_Reading text_

-=-=-

With one in five young mothers lonely “all the time”, it’s time for employers and services to step up.

“Despite having my child with me all the time, I felt very lonely,” says Laura Davies. A member of an advisory panel for the Young Women’s Trust, she had her son age 20. Now, with a new report suggesting that one in five young mums “feels lonely all the time”, she’s sharing her story.

Polling commissioned by the Young Women’s Trust has highlighted the isolation that young motherhood can bring. Of course, getting out and about the same as you did before is never easy once there’s a young child in the picture. For young mothers, however, the situation can be particularly difficult.

According to the report, over a quarter of young mothers leave the house just once a week or less, with some leaving just once a month.

Aside from all the usual challenges – like wrestling a colicky infant into their jacket, or pumping milk for the trip with one hand while making sure no-one is crawling into anything dangerous with the other – young mothers are more likely to suffer from a lack of support network, or to lack the confidence to approach mother-baby groups and other organisations designed to help. In fact, some 68 per cent of young mothers said they had felt unwelcome in a parent and toddler group.

Davies paints what research suggests is a common picture.

“Motherhood had alienated me from my past. While all my friends were off forging a future for themselves, I was under a mountain of baby clothes trying to navigate my new life. Our schedules were different and it became hard to find the time.”

“No one ever tells you that when you have a child you will feel an overwhelming sense of love that you cannot describe, but also an overwhelming sense of loneliness when you realise that your life won’t be the same again.

More than half of 16 to 24-year-olds surveyed said that they felt lonelier since becoming a mother, with more than two-thirds saying they had fewer friends than before. Yet making new friends can be hard, too, especially given the judgement young mothers can face. In fact, 73 per cent of young mothers polled said they’d experienced rudeness or unpleasant behaviour when out with their children in public.

-=-=-

_Provided data_
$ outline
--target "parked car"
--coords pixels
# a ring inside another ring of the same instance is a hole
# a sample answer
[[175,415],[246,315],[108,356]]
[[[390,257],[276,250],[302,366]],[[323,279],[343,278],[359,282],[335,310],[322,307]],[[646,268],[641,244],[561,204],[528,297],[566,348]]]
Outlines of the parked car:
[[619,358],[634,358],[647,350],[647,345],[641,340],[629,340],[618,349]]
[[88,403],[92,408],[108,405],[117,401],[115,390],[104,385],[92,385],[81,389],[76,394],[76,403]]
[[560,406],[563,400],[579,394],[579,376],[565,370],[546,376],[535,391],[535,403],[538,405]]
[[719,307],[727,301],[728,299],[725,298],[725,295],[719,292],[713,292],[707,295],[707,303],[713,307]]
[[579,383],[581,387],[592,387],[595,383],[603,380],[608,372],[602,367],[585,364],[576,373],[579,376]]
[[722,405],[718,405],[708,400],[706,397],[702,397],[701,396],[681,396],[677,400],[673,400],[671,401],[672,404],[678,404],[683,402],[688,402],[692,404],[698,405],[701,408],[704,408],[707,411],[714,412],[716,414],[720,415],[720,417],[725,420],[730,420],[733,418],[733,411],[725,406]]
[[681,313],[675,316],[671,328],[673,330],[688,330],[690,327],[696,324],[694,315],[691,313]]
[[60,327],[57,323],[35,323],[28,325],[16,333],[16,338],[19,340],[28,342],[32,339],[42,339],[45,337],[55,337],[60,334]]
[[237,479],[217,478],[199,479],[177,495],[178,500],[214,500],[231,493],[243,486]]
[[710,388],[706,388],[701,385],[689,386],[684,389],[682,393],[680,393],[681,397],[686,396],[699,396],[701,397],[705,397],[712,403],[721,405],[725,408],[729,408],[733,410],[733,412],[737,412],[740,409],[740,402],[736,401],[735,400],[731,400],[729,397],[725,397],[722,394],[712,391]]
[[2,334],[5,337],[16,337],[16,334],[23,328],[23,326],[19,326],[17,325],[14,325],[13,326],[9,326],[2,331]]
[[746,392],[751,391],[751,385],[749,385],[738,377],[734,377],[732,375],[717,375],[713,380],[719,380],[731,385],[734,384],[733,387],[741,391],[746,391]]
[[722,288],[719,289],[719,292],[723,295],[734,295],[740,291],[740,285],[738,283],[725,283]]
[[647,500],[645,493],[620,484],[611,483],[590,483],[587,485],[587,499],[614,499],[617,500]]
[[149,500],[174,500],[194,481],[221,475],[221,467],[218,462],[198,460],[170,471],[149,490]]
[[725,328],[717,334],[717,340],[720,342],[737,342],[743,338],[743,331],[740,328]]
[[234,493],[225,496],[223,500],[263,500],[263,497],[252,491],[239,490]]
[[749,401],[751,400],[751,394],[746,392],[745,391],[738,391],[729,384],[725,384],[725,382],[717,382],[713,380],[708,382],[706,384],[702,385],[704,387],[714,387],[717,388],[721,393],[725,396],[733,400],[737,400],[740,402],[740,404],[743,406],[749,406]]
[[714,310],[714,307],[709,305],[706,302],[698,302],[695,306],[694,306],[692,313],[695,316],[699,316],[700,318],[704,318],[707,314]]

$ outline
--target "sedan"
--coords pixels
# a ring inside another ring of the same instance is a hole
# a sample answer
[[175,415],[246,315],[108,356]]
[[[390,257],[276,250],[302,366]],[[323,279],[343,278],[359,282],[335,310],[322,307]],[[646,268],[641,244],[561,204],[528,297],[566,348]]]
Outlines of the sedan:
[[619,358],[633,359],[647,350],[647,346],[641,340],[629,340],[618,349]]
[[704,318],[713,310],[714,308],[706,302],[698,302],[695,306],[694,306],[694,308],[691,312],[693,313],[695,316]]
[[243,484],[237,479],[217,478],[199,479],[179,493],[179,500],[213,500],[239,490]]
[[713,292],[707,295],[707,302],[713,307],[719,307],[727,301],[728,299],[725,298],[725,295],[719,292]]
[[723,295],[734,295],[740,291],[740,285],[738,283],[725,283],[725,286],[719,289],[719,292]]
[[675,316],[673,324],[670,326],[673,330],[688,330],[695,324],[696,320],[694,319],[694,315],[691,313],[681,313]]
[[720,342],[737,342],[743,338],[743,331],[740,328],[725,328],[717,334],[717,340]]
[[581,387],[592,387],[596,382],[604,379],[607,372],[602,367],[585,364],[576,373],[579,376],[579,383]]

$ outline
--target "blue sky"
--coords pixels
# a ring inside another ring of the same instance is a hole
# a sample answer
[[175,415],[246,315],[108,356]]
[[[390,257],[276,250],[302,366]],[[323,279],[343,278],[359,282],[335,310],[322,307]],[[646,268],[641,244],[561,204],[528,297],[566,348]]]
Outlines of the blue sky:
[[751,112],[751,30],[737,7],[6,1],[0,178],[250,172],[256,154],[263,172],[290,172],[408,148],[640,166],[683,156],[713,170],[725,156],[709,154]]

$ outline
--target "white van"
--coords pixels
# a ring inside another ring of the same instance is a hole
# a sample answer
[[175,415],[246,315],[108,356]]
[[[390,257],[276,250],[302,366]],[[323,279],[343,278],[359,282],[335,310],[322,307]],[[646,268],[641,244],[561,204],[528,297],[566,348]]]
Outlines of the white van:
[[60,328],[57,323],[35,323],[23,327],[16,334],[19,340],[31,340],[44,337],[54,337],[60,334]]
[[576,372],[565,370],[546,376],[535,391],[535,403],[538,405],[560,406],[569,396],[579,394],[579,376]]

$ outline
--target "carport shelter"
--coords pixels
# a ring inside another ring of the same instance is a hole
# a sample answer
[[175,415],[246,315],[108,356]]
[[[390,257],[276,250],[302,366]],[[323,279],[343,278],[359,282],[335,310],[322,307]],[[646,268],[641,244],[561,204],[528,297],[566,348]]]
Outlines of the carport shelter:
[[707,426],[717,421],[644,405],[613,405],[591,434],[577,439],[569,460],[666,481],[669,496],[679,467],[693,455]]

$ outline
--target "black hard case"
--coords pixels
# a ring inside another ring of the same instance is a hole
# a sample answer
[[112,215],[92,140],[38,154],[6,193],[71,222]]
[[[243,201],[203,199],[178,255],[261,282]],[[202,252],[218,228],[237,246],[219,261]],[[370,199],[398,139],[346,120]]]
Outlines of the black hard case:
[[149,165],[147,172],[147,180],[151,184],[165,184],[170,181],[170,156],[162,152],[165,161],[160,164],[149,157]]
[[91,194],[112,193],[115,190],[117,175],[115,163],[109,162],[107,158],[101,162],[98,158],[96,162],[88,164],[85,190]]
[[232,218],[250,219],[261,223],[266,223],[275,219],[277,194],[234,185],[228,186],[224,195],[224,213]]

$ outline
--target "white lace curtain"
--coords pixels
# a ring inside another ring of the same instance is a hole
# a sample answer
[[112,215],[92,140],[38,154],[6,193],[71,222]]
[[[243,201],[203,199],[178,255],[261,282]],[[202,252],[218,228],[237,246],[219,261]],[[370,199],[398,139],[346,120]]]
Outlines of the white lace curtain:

-=-=-

_Job 1_
Reproduce the passage of the article on young mothers' loneliness between "With one in" and "sharing her story.", inclusive.
_Job 2_
Find every line in the listing that contains the string "parked" and copy each of those lines.

_Reply 1_
With one in five young mothers lonely “all the time”, it’s time for employers and services to step up.

“Despite having my child with me all the time, I felt very lonely,” says Laura Davies. A member of an advisory panel for the Young Women’s Trust, she had her son age 20. Now, with a new report suggesting that one in five young mums “feels lonely all the time”, she’s sharing her story.

_Reply 2_
--target "parked car"
Outlines of the parked car:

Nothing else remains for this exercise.